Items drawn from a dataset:
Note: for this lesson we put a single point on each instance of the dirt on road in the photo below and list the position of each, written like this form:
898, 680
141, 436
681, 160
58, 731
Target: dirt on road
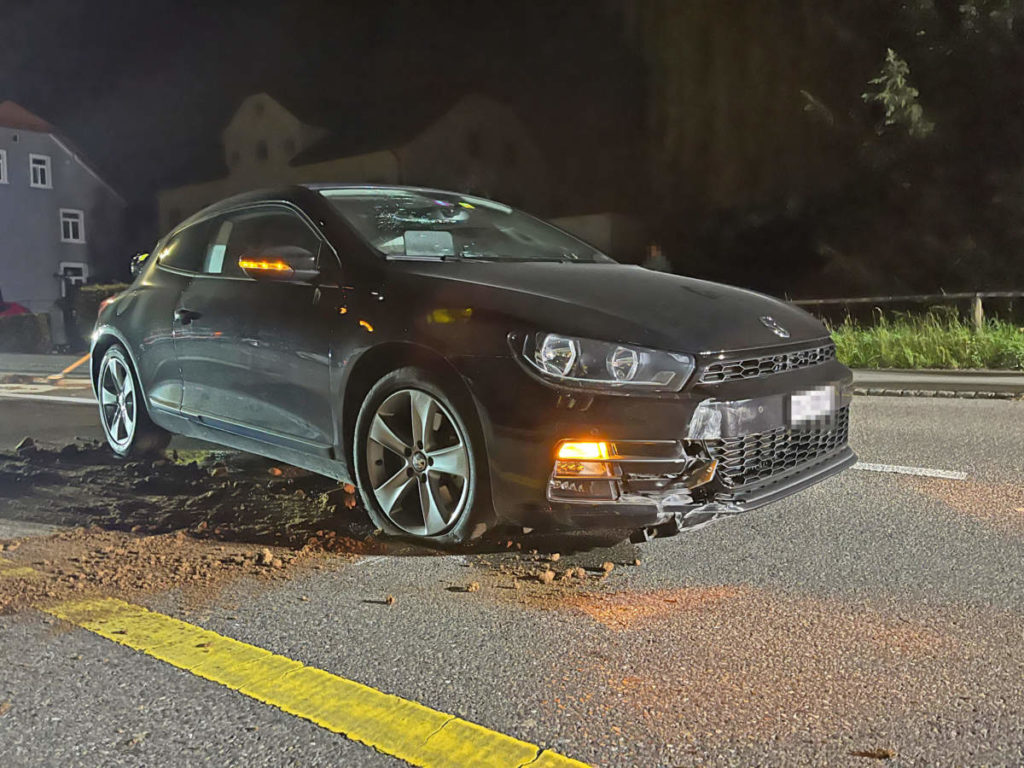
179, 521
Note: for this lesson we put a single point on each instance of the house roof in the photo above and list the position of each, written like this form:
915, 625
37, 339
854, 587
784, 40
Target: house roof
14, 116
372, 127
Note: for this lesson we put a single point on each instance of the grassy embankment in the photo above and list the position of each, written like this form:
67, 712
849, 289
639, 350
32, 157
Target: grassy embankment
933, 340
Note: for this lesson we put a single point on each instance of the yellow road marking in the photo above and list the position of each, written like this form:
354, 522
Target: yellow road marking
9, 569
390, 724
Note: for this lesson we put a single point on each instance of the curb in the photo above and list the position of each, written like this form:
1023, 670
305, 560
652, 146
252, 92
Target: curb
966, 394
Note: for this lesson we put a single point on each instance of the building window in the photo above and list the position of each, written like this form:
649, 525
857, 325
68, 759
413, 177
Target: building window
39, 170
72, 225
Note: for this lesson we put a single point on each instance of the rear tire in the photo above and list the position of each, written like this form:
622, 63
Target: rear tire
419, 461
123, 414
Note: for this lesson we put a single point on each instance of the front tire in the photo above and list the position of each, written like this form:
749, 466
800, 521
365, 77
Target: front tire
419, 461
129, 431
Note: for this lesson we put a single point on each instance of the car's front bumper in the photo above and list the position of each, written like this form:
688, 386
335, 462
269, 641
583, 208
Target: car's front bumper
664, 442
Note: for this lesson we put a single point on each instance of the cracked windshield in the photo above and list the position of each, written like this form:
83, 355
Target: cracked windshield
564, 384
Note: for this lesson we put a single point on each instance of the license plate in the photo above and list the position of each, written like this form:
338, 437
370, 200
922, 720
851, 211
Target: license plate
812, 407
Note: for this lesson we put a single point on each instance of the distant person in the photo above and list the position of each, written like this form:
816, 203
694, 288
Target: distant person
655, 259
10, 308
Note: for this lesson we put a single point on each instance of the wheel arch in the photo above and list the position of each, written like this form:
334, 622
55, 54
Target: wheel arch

▶ DESCRIPTION OF THE TASK: Reproduce the part of the records that opens with the line containing "of the car's" and continues through the end of the records, including the requests. Increase every coordinate in the answers by 17.

▶ OUTPUT BELOW:
Note: for this lesson we put a single point on each instance of the car's front bumper in the photo above and list the position of each, written like this form:
688, 386
335, 462
269, 641
583, 208
Target: car's front bumper
681, 459
Note: for this lesson we put a single point on each instance of the cracked windshield in the photo above and list the position of each, written like this form:
83, 355
Target: cracked windshield
581, 401
Note: for this lesson we put a single point on each instance of the license plate in the photo above and list the position of each, written like this form:
338, 437
370, 200
922, 720
851, 211
Target: license plate
829, 424
Note: for this lesson we put a single point on each instance of the distant person in the photo above and list the position of each, written like this form:
816, 203
694, 288
Target: distant person
672, 276
27, 325
Note: for this lesson we put a single point on each instance of the wheel arch in the photo above and list the position of each, written like this form:
334, 622
55, 54
Target: wheel arch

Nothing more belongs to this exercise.